EXERCISE:
Extract exactly and only the lines of the data below, starting at the line with "tv boxed for tracking." and stopping after the final line.

----

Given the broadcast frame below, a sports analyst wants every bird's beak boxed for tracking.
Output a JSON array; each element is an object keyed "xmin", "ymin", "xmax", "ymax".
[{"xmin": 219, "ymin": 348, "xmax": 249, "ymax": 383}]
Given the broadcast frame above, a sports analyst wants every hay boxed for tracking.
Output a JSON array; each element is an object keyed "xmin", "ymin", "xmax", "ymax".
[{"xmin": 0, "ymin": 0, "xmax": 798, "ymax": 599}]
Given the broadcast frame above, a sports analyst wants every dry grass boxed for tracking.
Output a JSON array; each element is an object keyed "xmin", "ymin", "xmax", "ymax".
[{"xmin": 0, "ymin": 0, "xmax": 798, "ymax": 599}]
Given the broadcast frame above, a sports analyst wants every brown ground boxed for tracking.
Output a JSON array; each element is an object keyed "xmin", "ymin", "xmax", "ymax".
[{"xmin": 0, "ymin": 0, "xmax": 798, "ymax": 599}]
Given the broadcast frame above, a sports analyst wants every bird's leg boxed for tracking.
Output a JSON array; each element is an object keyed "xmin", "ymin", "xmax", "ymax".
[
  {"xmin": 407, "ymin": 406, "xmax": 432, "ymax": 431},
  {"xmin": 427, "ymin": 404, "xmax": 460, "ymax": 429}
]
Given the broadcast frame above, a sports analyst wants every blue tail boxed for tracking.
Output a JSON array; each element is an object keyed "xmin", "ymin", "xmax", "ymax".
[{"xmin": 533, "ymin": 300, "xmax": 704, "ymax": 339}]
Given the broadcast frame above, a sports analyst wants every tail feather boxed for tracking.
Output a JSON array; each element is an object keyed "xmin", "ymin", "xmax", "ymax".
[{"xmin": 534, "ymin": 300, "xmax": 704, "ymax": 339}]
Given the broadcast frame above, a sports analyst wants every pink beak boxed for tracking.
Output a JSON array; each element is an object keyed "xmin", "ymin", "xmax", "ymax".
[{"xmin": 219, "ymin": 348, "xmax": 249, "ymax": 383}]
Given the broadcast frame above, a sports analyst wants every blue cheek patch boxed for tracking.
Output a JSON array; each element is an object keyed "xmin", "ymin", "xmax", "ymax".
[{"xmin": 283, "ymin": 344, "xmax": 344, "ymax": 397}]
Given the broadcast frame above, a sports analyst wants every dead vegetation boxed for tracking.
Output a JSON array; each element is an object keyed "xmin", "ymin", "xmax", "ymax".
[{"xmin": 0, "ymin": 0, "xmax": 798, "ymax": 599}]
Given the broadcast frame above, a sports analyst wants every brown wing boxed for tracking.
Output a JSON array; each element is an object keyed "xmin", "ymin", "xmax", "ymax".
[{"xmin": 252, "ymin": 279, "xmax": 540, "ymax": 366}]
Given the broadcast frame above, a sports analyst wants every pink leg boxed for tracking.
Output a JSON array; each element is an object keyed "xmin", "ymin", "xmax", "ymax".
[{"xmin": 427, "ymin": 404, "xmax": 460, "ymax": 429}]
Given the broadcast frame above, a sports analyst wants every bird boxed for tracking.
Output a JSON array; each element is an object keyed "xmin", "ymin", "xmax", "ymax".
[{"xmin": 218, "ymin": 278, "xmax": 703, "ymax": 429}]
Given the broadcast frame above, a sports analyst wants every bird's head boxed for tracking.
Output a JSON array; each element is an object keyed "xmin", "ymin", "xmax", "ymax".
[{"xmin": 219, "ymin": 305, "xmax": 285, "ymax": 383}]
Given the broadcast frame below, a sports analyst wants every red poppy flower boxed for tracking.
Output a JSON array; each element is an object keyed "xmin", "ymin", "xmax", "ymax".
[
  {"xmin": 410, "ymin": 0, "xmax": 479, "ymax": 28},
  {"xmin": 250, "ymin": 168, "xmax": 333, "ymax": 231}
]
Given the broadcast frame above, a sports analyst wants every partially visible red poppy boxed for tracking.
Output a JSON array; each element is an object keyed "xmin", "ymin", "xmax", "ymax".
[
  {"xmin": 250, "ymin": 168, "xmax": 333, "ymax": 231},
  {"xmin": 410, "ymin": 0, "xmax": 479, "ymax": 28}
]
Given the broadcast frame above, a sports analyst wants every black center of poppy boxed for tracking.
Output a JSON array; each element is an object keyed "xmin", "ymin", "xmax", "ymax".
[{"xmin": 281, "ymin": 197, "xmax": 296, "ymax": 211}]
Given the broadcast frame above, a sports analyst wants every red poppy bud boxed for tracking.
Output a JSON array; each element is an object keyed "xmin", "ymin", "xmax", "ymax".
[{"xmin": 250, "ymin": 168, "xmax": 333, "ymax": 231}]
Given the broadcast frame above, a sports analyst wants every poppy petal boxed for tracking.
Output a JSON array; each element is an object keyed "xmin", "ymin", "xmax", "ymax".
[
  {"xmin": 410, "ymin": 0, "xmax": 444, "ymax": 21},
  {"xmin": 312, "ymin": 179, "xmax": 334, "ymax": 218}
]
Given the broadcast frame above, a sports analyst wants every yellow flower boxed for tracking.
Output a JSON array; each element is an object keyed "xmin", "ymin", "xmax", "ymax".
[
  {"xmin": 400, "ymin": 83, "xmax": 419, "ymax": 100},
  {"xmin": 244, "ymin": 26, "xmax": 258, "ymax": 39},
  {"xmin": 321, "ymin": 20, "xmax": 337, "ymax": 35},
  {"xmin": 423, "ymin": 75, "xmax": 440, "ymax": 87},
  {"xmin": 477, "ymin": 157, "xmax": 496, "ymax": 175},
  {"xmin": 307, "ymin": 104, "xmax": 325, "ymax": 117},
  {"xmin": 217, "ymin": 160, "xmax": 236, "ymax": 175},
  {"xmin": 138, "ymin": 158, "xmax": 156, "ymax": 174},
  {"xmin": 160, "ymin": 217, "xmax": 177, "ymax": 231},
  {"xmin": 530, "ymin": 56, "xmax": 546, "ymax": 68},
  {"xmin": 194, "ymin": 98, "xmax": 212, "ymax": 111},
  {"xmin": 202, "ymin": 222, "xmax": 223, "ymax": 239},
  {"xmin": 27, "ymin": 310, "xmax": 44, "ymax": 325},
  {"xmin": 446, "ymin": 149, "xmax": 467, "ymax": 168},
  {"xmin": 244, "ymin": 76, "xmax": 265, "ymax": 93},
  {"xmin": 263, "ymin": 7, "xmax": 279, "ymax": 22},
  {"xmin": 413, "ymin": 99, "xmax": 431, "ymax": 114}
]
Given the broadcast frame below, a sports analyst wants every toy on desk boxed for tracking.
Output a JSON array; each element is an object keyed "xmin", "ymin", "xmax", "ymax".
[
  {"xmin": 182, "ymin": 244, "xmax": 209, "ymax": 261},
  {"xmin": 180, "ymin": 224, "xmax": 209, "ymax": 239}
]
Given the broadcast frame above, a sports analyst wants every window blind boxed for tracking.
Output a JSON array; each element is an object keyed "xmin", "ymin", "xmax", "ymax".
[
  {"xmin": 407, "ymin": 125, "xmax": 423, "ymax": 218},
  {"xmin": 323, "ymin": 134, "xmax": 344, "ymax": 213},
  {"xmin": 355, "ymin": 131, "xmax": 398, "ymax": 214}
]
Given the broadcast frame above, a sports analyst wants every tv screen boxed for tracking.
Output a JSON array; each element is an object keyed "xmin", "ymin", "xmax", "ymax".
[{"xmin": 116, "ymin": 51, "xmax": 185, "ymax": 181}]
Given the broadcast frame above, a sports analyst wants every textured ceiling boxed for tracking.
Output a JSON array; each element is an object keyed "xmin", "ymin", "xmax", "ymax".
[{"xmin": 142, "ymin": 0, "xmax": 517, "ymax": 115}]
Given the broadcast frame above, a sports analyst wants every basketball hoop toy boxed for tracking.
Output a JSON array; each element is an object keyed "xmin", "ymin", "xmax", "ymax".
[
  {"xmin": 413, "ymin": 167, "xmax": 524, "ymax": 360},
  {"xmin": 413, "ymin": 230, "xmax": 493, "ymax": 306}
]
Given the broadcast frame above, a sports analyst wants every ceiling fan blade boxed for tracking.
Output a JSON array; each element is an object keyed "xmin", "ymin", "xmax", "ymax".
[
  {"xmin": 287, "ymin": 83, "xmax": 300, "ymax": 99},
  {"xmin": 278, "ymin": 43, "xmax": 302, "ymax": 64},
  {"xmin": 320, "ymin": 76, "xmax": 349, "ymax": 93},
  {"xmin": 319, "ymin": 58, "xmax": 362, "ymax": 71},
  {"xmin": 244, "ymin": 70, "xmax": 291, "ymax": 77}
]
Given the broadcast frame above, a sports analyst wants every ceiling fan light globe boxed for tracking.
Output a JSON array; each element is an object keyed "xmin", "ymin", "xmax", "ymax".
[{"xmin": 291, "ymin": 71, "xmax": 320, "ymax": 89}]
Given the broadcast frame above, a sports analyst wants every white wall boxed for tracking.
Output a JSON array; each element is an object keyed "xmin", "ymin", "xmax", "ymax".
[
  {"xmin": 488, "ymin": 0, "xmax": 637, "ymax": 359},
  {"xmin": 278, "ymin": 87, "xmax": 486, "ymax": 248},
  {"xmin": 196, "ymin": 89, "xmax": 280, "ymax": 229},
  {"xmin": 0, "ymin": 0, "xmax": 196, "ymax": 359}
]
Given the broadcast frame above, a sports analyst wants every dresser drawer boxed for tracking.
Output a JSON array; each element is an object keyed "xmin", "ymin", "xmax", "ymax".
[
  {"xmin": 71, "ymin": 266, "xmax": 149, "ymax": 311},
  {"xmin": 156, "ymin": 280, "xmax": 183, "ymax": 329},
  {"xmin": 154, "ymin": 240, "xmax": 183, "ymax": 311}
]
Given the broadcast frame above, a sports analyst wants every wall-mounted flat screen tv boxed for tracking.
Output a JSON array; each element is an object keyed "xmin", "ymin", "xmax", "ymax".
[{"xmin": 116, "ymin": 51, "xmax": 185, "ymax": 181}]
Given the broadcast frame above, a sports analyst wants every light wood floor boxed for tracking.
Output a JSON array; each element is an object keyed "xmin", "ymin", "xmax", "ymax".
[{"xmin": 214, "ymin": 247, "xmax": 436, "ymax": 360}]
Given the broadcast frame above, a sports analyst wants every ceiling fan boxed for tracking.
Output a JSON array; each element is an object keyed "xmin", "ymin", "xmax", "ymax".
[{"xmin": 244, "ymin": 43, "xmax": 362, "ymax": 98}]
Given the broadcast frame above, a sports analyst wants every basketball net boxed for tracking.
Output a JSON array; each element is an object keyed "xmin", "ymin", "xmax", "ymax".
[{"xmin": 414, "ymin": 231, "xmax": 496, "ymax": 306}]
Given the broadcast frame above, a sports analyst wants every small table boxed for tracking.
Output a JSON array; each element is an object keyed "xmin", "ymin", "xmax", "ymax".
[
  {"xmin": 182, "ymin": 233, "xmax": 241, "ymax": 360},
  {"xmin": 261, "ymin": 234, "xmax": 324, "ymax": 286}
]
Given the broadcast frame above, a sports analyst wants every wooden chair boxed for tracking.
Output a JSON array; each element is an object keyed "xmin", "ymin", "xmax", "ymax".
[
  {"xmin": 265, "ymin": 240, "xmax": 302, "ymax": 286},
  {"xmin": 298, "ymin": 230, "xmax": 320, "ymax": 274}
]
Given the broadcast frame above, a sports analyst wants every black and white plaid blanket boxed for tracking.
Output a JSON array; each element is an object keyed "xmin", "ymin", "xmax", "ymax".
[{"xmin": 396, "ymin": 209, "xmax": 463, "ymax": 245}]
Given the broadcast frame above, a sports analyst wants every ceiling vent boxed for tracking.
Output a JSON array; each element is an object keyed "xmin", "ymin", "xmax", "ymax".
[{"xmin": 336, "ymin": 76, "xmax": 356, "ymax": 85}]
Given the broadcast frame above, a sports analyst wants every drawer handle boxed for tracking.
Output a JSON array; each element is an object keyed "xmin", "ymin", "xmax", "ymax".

----

TASK RESULT:
Given the broadcast frame above, a sports analyst wants every wall-mounted flat screen tv boxed for tracking.
Output a JSON array; each element is an object keyed "xmin", "ymin", "xmax", "ymax".
[{"xmin": 116, "ymin": 51, "xmax": 185, "ymax": 181}]
Given the broadcast frame above, a sports analyst wants every light wood floor boxed for tracking.
Output a JSON array; each element is an object keyed "xmin", "ymin", "xmax", "ymax".
[{"xmin": 214, "ymin": 247, "xmax": 436, "ymax": 360}]
Given the broadcast frame above, a sports analyst wants every ceiling fan boxed for tracking.
Output a JSON array; each element is an object keyed "xmin", "ymin", "xmax", "ymax".
[{"xmin": 244, "ymin": 43, "xmax": 362, "ymax": 98}]
Given the broadcast frame above, a sports analyst wants every basketball net boxed for tracking.
Output a JSON array; each element is an object keyed "xmin", "ymin", "xmax", "ymax".
[{"xmin": 414, "ymin": 231, "xmax": 496, "ymax": 306}]
Given the broadcast frame above, a sports analyst wants every small table boxed for tracking.
Output a JSON array; each element is an object keyed "xmin", "ymin", "xmax", "ymax".
[
  {"xmin": 182, "ymin": 233, "xmax": 241, "ymax": 360},
  {"xmin": 261, "ymin": 234, "xmax": 324, "ymax": 286}
]
Given the broadcast frame above, a sports analyst wants every wooden chair boxed for tracking.
Output a JSON array; each element is an object keyed "xmin", "ymin", "xmax", "ymax".
[
  {"xmin": 265, "ymin": 240, "xmax": 302, "ymax": 286},
  {"xmin": 298, "ymin": 230, "xmax": 320, "ymax": 274}
]
Given the broadcast frame above, a sports analyst wants every black and white plaid blanket boxed for tracking.
Output a JSON array; each element is an object keyed "xmin", "ymin", "xmax", "ymax".
[{"xmin": 396, "ymin": 209, "xmax": 463, "ymax": 245}]
Given the broadcast frame above, a sports analyst wants every ceiling vent boxed for tracking.
Output a JSON array; each element is an object keyed "xmin", "ymin", "xmax", "ymax".
[{"xmin": 336, "ymin": 76, "xmax": 356, "ymax": 85}]
Given the broadcast frame above, a sports analyst wants every drawer handle boxed for tracking.
Output a JSON array; each element is an object keyed "xmin", "ymin", "xmax", "ymax".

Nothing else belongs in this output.